:: EXTRACTED RECORDS

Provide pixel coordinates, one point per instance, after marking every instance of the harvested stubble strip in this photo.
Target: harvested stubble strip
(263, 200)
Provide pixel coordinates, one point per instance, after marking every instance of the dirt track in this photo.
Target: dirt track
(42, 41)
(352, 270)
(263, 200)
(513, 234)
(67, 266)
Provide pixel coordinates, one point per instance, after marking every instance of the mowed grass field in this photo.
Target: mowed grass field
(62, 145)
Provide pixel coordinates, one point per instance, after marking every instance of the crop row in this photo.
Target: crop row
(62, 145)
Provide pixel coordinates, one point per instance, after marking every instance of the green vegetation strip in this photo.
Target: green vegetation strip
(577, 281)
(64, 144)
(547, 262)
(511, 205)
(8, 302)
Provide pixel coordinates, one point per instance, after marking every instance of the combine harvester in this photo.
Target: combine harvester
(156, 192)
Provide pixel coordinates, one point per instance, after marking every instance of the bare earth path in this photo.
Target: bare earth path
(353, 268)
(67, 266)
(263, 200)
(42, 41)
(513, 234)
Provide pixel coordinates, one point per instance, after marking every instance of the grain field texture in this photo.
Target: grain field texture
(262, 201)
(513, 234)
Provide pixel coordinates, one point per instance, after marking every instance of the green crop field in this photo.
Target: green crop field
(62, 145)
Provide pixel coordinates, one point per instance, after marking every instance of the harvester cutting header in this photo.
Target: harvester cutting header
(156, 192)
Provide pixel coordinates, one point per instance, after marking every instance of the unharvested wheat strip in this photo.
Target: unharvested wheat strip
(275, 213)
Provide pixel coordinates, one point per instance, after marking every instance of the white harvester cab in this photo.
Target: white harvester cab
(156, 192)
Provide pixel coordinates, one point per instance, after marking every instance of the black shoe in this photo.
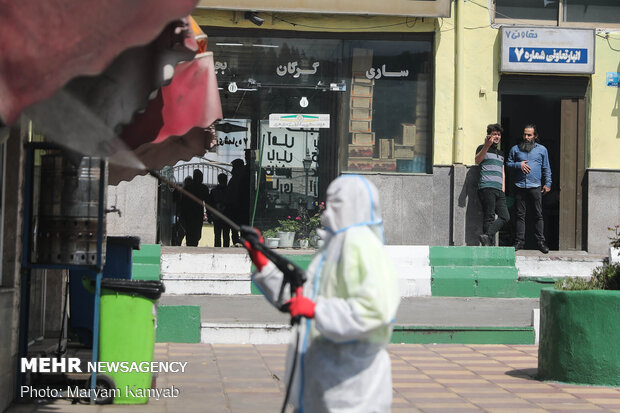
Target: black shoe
(485, 241)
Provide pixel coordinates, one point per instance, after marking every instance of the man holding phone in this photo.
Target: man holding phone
(492, 185)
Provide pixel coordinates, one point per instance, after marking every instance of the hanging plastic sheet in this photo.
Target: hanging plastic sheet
(44, 44)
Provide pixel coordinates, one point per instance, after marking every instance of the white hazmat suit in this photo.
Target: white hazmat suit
(343, 363)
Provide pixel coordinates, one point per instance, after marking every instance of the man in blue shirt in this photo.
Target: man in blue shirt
(530, 163)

::::

#### WORK INSTRUCTION
Set down, unchanged, only those lines above that fall between the line with "row in this photo." and the line with "harvester in this photo.", the two end lines included.

#### EXPECTED OUTPUT
Provide pixel coordinates, one point per instance, after marking every instance of the crop row in this photo.
Target: crop row
(62, 145)
Provide pixel coordinates, one point per instance, after marking every instance of the green vegetation strip in this photo.
Target: green vegetation strip
(577, 281)
(64, 144)
(547, 262)
(511, 205)
(8, 302)
Provide pixel coordinates, one point per instance, after marking every instance of the combine harvester in this photo.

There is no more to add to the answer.